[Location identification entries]
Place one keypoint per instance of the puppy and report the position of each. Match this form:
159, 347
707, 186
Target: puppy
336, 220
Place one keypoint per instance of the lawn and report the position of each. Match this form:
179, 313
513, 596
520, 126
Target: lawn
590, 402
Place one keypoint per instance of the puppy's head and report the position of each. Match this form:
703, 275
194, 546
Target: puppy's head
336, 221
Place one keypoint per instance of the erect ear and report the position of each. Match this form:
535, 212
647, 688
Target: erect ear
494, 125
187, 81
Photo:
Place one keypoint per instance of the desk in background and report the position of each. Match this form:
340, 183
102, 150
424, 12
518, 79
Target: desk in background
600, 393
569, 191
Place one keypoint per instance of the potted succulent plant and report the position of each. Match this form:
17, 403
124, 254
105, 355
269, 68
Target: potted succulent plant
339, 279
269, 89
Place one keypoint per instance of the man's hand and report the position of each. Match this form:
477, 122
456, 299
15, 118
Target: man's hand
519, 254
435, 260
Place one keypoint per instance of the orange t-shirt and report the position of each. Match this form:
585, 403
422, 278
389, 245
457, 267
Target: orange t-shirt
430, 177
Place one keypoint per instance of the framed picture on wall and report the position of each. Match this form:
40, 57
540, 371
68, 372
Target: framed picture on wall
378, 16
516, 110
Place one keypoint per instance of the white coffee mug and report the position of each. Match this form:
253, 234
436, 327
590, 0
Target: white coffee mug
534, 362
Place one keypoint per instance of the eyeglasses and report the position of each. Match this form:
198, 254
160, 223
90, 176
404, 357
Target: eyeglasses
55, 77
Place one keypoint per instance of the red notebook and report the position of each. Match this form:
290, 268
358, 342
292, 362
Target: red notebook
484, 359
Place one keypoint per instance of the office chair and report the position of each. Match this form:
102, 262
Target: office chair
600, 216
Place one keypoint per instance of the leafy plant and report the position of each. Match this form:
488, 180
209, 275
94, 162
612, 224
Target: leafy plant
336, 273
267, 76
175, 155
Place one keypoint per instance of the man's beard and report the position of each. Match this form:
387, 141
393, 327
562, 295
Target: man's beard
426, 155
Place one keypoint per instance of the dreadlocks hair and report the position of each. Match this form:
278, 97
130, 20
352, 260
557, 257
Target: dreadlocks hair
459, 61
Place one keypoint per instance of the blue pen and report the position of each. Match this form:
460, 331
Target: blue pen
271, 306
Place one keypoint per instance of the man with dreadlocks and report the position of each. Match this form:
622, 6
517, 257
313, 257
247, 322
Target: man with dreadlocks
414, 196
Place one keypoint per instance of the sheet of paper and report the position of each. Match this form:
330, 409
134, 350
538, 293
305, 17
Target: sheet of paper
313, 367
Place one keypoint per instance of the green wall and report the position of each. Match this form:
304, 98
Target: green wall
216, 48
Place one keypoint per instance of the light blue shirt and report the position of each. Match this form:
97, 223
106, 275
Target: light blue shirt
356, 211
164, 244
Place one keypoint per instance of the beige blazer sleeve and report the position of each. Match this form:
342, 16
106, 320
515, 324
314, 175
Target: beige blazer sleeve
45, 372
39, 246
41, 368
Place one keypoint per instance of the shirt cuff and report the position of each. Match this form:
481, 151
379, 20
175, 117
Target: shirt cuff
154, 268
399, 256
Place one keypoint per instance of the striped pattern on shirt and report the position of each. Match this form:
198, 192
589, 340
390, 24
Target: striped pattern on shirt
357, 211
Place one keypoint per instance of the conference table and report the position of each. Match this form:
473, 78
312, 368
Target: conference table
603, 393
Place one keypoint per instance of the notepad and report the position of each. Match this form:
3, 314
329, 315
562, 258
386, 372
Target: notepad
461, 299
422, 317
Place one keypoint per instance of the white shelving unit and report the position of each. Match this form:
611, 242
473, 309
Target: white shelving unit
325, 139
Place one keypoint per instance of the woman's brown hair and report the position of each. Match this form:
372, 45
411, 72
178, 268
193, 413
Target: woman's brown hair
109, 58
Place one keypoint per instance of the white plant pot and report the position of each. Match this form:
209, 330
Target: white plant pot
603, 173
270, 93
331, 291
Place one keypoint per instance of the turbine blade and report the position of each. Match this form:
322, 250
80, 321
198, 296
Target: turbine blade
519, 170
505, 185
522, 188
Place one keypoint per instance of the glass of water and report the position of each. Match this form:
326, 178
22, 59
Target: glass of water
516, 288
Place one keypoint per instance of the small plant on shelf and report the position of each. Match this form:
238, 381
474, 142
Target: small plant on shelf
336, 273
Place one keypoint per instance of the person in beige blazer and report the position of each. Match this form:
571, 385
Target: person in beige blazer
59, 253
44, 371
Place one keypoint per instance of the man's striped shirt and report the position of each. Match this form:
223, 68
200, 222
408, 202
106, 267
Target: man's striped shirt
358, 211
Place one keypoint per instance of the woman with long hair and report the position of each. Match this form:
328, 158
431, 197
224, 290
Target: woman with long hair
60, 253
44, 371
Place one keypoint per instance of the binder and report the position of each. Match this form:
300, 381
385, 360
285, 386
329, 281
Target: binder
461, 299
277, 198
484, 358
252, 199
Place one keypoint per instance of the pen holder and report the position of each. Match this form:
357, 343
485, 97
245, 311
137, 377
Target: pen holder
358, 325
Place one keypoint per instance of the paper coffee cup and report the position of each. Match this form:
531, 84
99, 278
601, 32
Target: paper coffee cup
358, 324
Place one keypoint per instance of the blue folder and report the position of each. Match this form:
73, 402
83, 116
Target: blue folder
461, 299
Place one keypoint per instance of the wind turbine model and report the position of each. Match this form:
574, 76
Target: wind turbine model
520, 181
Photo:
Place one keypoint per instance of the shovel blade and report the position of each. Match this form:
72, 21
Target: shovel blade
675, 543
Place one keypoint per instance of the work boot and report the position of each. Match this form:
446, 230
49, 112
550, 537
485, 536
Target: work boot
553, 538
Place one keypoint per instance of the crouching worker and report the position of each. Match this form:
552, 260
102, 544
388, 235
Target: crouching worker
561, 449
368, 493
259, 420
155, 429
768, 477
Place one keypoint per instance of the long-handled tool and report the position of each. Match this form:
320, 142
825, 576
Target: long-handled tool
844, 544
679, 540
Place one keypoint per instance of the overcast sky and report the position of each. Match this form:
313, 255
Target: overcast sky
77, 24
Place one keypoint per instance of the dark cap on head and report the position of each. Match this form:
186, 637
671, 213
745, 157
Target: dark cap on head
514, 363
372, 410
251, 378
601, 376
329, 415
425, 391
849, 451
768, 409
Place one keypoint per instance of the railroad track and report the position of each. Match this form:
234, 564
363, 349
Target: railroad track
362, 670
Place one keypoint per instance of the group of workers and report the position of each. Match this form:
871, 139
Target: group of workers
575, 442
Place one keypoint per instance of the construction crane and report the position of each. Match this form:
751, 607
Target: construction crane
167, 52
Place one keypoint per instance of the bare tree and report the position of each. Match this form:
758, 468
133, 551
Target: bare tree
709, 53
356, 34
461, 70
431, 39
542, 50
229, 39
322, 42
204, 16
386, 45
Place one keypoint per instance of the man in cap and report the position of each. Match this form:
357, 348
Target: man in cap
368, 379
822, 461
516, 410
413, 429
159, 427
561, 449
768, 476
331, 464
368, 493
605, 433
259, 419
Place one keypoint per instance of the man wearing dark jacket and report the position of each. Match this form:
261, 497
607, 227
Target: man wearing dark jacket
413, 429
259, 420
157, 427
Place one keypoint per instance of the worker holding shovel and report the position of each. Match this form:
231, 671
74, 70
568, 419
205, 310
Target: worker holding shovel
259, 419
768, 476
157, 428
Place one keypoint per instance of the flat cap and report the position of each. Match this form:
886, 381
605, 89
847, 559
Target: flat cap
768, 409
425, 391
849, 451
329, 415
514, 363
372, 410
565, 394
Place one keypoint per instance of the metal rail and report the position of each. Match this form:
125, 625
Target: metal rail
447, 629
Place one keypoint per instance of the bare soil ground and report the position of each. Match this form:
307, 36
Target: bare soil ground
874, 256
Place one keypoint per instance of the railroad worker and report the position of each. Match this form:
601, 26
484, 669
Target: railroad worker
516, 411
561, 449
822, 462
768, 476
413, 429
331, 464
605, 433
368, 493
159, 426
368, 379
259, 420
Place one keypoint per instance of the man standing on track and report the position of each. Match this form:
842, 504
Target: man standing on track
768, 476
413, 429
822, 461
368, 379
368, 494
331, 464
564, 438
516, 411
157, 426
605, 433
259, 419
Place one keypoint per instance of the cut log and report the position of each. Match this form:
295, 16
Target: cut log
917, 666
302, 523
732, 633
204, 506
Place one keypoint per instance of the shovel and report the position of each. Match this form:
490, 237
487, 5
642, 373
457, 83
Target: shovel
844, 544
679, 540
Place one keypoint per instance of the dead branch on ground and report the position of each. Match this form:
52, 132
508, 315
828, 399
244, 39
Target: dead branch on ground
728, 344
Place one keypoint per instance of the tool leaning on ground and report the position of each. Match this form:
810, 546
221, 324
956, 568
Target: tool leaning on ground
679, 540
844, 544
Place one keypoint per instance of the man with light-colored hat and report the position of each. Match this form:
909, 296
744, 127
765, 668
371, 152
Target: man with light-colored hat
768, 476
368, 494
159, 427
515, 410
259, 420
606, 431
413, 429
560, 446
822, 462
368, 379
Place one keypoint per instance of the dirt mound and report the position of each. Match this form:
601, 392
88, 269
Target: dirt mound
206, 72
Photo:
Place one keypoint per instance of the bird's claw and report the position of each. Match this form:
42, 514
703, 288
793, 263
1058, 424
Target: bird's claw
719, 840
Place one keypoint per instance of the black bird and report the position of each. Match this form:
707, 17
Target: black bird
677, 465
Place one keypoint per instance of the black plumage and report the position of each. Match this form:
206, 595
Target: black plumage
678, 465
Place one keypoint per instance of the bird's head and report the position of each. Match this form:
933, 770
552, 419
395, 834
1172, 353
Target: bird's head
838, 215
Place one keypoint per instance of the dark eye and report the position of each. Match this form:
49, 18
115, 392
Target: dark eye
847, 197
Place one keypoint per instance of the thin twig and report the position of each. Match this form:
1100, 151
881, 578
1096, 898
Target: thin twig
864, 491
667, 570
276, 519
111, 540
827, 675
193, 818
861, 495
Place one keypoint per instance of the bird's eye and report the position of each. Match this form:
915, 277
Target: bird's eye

§ PROBLEM TO WORK ON:
Return, word for word, each line from the line that contains "Place one keypoint per instance of the black bird" to the end of the listing above; include both end lines and nothing else.

§ WORKED ANSWER:
Place one keypoint per instance of the black bird and report the position of each. Match this form:
707, 17
Target: black bird
677, 465
Place one keypoint per instance of the black plumage and report the position of each. Match this form:
206, 595
Target: black plumage
678, 465
Place one keypoint per instance of the bird's head and report the position of each. Match this form:
933, 770
552, 419
395, 834
1172, 353
Target: bird's head
838, 215
Place one keypoint per instance of the dark eye and report the position of each. Match this form:
49, 18
115, 392
Target: dark eye
847, 197
Place one keypoint per instance of the thin twig and report the position of each. Match this form:
1100, 151
881, 578
1096, 898
Target: thin twig
864, 491
667, 570
276, 519
111, 540
827, 675
193, 818
861, 495
Place one keypoint per instance of the bird's eye and report the position of each. Match this form:
915, 277
Target: bird's eye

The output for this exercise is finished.